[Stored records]

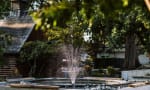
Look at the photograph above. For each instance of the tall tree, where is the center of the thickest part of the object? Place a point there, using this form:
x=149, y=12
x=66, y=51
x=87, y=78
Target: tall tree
x=4, y=8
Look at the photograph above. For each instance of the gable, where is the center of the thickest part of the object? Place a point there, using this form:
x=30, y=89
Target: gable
x=19, y=29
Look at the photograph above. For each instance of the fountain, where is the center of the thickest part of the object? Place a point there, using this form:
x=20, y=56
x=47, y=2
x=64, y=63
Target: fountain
x=72, y=60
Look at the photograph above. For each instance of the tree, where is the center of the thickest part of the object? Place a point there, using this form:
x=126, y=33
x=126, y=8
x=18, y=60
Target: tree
x=39, y=59
x=4, y=8
x=131, y=29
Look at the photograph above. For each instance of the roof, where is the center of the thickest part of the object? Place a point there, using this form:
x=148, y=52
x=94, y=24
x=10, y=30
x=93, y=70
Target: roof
x=19, y=29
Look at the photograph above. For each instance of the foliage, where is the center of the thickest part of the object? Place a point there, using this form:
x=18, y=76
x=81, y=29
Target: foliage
x=108, y=22
x=4, y=8
x=39, y=57
x=5, y=41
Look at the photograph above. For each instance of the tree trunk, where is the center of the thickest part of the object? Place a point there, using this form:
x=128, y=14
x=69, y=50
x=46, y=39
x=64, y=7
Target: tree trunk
x=130, y=52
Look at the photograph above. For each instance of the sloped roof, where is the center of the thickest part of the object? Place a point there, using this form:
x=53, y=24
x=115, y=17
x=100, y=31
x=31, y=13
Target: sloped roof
x=19, y=29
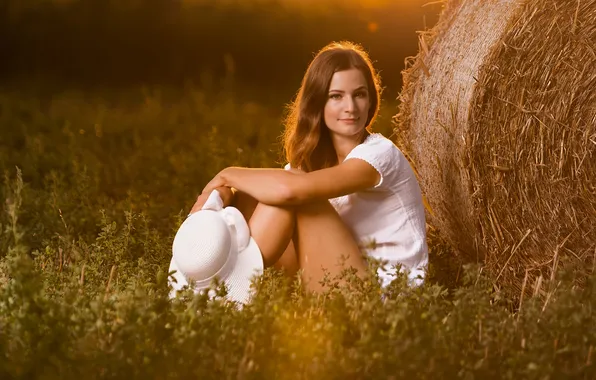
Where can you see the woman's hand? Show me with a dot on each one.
(201, 199)
(217, 182)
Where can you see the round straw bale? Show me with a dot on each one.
(498, 116)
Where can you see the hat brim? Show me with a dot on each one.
(249, 263)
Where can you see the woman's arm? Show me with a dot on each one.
(226, 194)
(283, 187)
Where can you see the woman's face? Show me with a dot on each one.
(346, 110)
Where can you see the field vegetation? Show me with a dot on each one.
(94, 188)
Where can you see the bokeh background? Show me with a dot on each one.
(265, 44)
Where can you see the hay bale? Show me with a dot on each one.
(498, 116)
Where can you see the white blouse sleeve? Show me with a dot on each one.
(381, 154)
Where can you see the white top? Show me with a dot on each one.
(388, 219)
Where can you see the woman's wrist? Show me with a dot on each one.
(227, 195)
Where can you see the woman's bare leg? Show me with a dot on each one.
(320, 241)
(288, 262)
(324, 243)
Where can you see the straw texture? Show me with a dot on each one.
(498, 115)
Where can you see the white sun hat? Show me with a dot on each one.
(215, 242)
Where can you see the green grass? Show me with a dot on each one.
(95, 186)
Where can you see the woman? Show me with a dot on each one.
(345, 192)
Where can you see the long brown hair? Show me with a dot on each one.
(306, 140)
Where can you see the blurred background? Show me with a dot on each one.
(264, 44)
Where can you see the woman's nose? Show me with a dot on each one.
(350, 105)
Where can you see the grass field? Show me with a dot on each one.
(94, 189)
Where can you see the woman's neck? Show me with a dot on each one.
(343, 145)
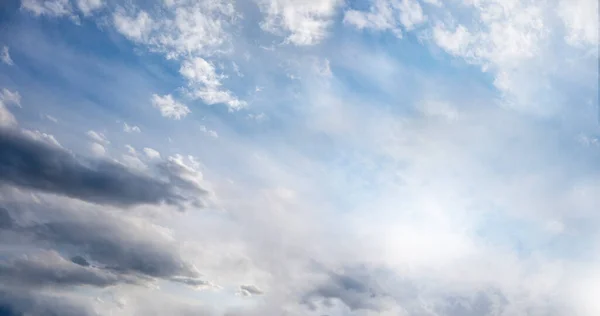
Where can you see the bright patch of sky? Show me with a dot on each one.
(285, 157)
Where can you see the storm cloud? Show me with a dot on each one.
(32, 164)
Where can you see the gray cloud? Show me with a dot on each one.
(15, 302)
(355, 288)
(31, 164)
(110, 242)
(49, 268)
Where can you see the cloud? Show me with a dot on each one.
(32, 164)
(136, 28)
(131, 128)
(98, 137)
(10, 98)
(87, 7)
(42, 137)
(14, 301)
(151, 153)
(249, 290)
(5, 56)
(580, 18)
(384, 15)
(209, 132)
(301, 22)
(168, 107)
(48, 268)
(52, 8)
(204, 83)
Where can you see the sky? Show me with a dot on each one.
(299, 157)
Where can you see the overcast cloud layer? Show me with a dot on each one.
(315, 157)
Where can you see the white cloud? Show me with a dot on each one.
(131, 128)
(97, 149)
(5, 56)
(89, 6)
(151, 153)
(302, 22)
(130, 149)
(51, 118)
(168, 107)
(137, 27)
(209, 132)
(392, 15)
(43, 137)
(53, 8)
(580, 18)
(205, 84)
(98, 137)
(10, 98)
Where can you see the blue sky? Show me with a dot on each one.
(299, 157)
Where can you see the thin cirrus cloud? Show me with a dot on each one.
(389, 157)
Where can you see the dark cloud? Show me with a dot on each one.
(36, 165)
(112, 242)
(15, 302)
(49, 268)
(355, 288)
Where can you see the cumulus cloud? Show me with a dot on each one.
(5, 56)
(301, 22)
(388, 15)
(87, 7)
(168, 107)
(32, 164)
(52, 8)
(205, 84)
(151, 153)
(48, 268)
(131, 128)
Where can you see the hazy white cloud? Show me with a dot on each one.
(136, 27)
(98, 137)
(301, 22)
(10, 97)
(5, 56)
(209, 132)
(392, 15)
(131, 128)
(44, 137)
(89, 6)
(53, 8)
(205, 84)
(168, 107)
(580, 18)
(97, 149)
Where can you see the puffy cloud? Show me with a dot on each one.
(137, 28)
(48, 268)
(301, 22)
(131, 128)
(5, 56)
(55, 170)
(205, 84)
(87, 7)
(97, 137)
(392, 15)
(580, 18)
(52, 8)
(168, 107)
(151, 153)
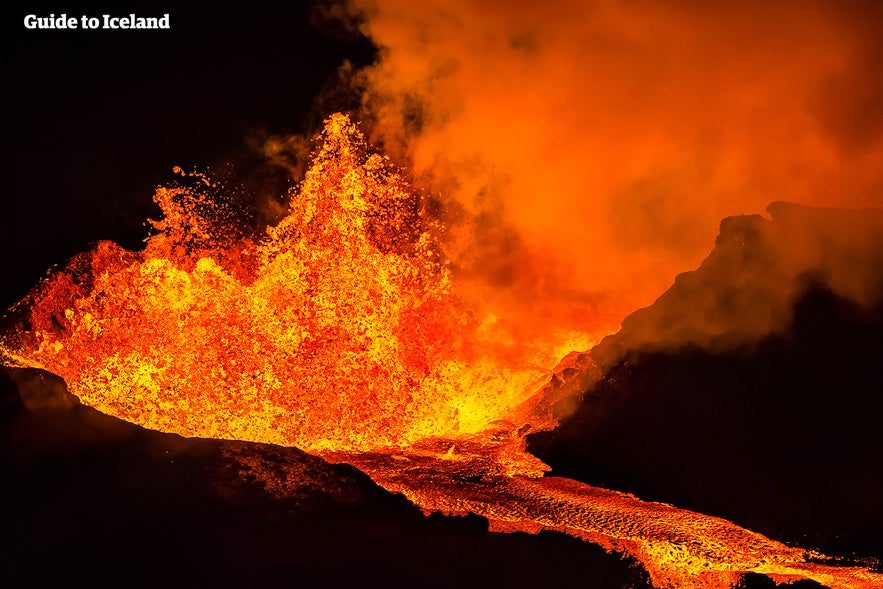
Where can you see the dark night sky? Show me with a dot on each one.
(99, 118)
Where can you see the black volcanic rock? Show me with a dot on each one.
(92, 501)
(751, 389)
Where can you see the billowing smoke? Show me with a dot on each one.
(586, 151)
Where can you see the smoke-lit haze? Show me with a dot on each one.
(587, 151)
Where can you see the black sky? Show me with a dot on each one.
(99, 118)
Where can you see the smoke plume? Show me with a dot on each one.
(585, 152)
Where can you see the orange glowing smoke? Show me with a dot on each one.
(588, 149)
(338, 330)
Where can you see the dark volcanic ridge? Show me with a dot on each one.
(750, 390)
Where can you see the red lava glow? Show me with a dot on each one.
(340, 332)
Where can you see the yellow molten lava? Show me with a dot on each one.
(335, 331)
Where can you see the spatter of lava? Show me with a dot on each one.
(337, 330)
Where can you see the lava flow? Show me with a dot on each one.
(339, 332)
(336, 331)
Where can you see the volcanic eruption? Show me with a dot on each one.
(428, 324)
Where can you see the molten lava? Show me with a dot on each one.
(340, 332)
(336, 331)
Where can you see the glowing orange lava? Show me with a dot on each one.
(339, 332)
(336, 331)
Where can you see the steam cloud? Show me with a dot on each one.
(587, 151)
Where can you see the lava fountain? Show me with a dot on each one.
(339, 331)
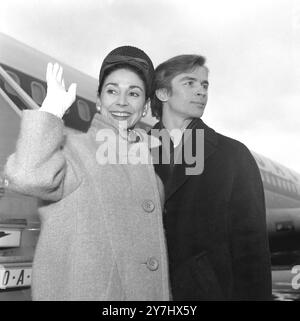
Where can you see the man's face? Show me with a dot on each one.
(189, 94)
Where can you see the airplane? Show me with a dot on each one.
(23, 86)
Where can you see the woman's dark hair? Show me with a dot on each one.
(166, 71)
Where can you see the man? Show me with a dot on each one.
(215, 219)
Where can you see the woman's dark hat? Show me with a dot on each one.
(128, 55)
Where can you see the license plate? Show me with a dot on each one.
(15, 277)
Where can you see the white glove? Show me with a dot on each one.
(57, 100)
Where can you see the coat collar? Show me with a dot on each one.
(178, 176)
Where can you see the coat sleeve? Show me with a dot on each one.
(40, 166)
(249, 239)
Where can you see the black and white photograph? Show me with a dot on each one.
(149, 151)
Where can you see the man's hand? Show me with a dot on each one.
(57, 100)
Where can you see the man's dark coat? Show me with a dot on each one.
(215, 223)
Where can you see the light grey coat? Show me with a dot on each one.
(102, 235)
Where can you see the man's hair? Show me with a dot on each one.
(166, 71)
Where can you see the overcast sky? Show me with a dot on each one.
(252, 50)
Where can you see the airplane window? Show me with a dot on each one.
(38, 92)
(274, 181)
(83, 110)
(286, 186)
(7, 87)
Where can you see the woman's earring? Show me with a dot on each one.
(144, 113)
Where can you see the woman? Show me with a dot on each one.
(101, 224)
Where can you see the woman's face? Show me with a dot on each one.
(122, 98)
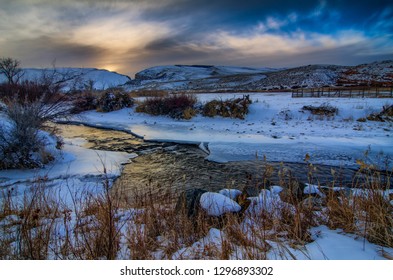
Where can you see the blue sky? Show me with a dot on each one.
(130, 35)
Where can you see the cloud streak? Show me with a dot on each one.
(129, 35)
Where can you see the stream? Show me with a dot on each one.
(169, 167)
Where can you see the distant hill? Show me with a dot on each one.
(226, 78)
(221, 78)
(76, 78)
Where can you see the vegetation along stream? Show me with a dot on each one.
(171, 167)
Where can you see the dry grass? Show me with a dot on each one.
(103, 225)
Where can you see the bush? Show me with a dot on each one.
(27, 107)
(232, 108)
(20, 145)
(84, 101)
(179, 106)
(113, 100)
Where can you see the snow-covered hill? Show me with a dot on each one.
(76, 78)
(224, 78)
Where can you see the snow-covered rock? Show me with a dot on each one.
(231, 193)
(313, 189)
(216, 204)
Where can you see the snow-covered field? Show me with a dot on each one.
(275, 127)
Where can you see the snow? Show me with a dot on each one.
(313, 189)
(216, 204)
(77, 78)
(336, 245)
(231, 193)
(276, 127)
(296, 133)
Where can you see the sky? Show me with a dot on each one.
(128, 36)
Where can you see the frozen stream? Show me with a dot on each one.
(163, 167)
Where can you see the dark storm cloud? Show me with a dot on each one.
(134, 34)
(44, 50)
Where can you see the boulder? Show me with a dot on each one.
(188, 201)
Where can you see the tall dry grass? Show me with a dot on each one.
(41, 224)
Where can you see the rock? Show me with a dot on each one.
(293, 193)
(188, 201)
(313, 190)
(313, 203)
(216, 204)
(231, 193)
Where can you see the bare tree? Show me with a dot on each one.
(10, 68)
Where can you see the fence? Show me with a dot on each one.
(343, 92)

Task statement: Would you restate word for word every line from the one holding "Where can you see the fence?" to the end of the entries, both ends included?

Answer box:
Where can you see the fence? Show me with a dot on each one.
(343, 92)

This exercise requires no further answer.